Short task: Nothing before the line containing "Place a dot on every instance of the pole, one" belongs in the answer; quote that line and all lines after it through the end of the material, word for word.

[Entries taken from a collection]
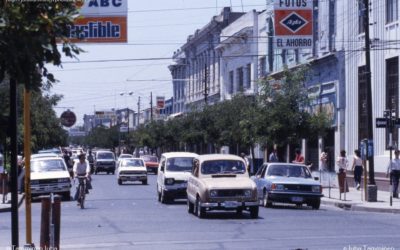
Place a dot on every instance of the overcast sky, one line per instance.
(156, 28)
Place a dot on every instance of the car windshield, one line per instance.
(178, 164)
(223, 167)
(105, 155)
(47, 165)
(150, 158)
(132, 163)
(289, 171)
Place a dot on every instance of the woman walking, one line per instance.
(357, 168)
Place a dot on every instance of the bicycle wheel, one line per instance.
(82, 196)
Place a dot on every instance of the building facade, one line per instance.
(384, 36)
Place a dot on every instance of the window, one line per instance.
(231, 82)
(361, 13)
(392, 10)
(248, 75)
(392, 93)
(240, 79)
(362, 104)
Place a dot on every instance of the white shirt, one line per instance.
(394, 166)
(81, 168)
(342, 163)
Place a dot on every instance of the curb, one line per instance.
(8, 208)
(358, 207)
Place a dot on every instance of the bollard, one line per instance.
(50, 229)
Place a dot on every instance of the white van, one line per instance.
(173, 172)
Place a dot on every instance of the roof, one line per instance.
(179, 154)
(210, 157)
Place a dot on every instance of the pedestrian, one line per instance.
(299, 158)
(357, 168)
(243, 155)
(394, 170)
(273, 157)
(324, 160)
(342, 163)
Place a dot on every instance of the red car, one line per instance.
(151, 162)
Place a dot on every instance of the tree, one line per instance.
(29, 32)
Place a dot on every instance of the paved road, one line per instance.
(129, 217)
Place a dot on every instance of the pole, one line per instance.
(151, 106)
(27, 154)
(14, 164)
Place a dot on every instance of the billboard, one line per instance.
(101, 21)
(293, 24)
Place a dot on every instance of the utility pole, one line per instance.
(14, 165)
(151, 106)
(205, 84)
(138, 110)
(372, 189)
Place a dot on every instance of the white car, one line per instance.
(50, 175)
(173, 172)
(132, 169)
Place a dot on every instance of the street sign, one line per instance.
(293, 24)
(381, 122)
(68, 118)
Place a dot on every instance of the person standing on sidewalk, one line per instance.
(357, 168)
(342, 163)
(394, 171)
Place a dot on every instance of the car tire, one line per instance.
(200, 211)
(254, 212)
(266, 202)
(316, 204)
(190, 207)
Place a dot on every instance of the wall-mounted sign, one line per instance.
(101, 21)
(68, 118)
(160, 102)
(293, 24)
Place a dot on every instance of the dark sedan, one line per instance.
(287, 183)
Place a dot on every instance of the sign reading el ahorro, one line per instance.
(293, 24)
(101, 21)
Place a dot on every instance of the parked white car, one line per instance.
(132, 169)
(173, 173)
(50, 175)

Completed task:
Place a dot on every instance of the pole, one line per instance.
(151, 106)
(27, 154)
(14, 164)
Place a dot on every instance of the billboard, one line per instance.
(101, 21)
(293, 24)
Place a dot on every instance of the utility pole, one line per instance.
(14, 165)
(151, 106)
(205, 84)
(138, 110)
(372, 189)
Place a dot on every instance of the white car, one line per instance.
(50, 175)
(173, 172)
(132, 169)
Place a dot on every instance of the street sign, one line per instance.
(293, 24)
(381, 122)
(68, 118)
Place a dot on every instance of the person standing on sidewalk, one line per instance.
(357, 168)
(342, 163)
(394, 171)
Place a dot on every instance of the car tire, one line per instance.
(200, 211)
(254, 212)
(266, 202)
(316, 204)
(190, 207)
Place a dot on every instance of the wall-mounted sign, one line per instance.
(101, 21)
(68, 118)
(160, 102)
(293, 24)
Place a dot on every instance of the dark sedan, one line per instance.
(287, 183)
Place a dot on every instance of the sign reading el ahorro, one line per instance.
(293, 24)
(101, 21)
Place a dot on every instance of the parked white car, one line per instance.
(132, 169)
(173, 173)
(50, 175)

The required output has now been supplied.